* [Goal of the exercise]: Quote every one of the entries below word for word, keeping each line as it appears.

* [Excerpted records]:
»»

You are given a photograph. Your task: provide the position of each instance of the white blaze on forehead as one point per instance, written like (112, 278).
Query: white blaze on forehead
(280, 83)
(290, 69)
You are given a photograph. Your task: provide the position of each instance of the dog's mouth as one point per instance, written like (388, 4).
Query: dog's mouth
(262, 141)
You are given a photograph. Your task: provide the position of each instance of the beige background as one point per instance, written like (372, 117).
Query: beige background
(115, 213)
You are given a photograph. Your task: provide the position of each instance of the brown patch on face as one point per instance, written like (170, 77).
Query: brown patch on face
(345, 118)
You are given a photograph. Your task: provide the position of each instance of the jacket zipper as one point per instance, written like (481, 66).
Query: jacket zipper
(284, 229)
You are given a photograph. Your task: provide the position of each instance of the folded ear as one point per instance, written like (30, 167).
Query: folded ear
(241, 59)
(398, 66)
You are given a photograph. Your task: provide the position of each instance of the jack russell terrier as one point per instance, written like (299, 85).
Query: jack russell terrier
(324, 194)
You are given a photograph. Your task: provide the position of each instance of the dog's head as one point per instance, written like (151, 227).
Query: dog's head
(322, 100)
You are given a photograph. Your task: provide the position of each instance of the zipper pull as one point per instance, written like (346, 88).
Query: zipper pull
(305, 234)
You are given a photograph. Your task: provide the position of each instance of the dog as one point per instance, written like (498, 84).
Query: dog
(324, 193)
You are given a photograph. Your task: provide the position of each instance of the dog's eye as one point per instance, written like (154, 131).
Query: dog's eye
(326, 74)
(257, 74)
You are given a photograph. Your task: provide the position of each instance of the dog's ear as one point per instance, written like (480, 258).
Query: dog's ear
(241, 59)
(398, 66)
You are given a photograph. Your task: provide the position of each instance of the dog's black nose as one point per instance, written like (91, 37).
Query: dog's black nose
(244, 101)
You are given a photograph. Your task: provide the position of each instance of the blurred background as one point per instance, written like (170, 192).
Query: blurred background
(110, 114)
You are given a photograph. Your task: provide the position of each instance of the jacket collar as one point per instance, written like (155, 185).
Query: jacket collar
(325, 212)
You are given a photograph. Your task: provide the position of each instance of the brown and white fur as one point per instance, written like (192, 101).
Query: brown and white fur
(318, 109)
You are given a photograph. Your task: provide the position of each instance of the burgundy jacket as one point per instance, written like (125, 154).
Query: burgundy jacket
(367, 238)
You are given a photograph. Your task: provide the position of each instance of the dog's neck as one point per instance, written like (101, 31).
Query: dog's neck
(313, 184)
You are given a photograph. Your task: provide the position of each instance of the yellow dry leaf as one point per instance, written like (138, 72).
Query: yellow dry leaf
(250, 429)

««

* [Response for this exercise]:
You are given a photograph. Your task: provide the position of each instance of the white blaze on forehead as one point per instance, written like (112, 278).
Query: white blaze on forehead
(280, 83)
(290, 69)
You are given a photograph. Your task: provide the position of each instance of the dog's mouth as one point per instance, written like (388, 4).
Query: dog's mouth
(262, 141)
You are given a photograph. Your task: provide the position of each instance of the beige background as one point per instance, written like (372, 117).
Query: beige background
(115, 213)
You are given a photograph. Your task: provide the position of each instance of the brown patch on face as one point per instance, written like (170, 77).
Query: brown patch on face
(345, 118)
You are given a photograph. Your task: provide the position of each instance of the jacket zipper as one point per instance, written like (481, 66).
Query: jacket zipper
(284, 229)
You are given a photograph. Your task: provide the position of each instance of the folded ear as one point per instance, written like (30, 167).
Query: folded ear
(241, 59)
(398, 66)
You are given a photograph. Your task: provide the position of each instance of the jack russell terrier as one point per instance, written like (299, 85).
Query: jack russell terrier
(324, 194)
You are given a photograph. Your task: provide the position of each instance of the dog's head as one point per instance, written like (151, 227).
Query: dog's head
(322, 100)
You are given a photograph. Your task: provide the position of each instance of the zipper pull as one point per instance, written like (346, 88).
Query: zipper pull
(305, 234)
You are given a photograph. Your task: provide the position of each instance of the dog as one point per instance, written like (498, 84).
Query: dog
(324, 193)
You are given a photograph. Your task: provide the position of each instance of the dog's eye as one point per instance, written like (154, 131).
Query: dog's eye
(326, 74)
(257, 74)
You are given a photograph. Your task: provide the position of each instance of the dog's ear as one point per instance, written like (480, 258).
Query: dog's ear
(241, 59)
(398, 66)
You are given a photograph. Your task: provide the position of each instance of the dog's black nose as one point per instance, written like (91, 37).
Query: dog's black nose
(244, 101)
You are given a photograph. Your task: provide the position of each instance of the blurred background as one point per instance, written like (170, 192).
Query: blurred background
(110, 114)
You are given a photograph. Your task: provide the position of each instance of the jacket collar as one point per instance, written like (155, 185).
Query: jacket collar
(325, 212)
You are given a photograph. Your task: provide the position of each instance of the brown and white fur as one point per instance, written like (192, 101).
Query: brown and white fur
(318, 109)
You are given a photograph. Your task: provide the position of each instance of the burgundy jacket as one point per instance, written like (125, 154).
Query: burgundy jacket
(367, 238)
You are given a photograph. Your task: provide the position of each instance of the dog's neck as one point per instance, written like (101, 31).
Query: dog's neck
(313, 184)
You are given a photograph. Your task: provide the position of each instance of the yellow dry leaf as one point per instance, written like (138, 72).
Query: yellow dry leaf
(250, 429)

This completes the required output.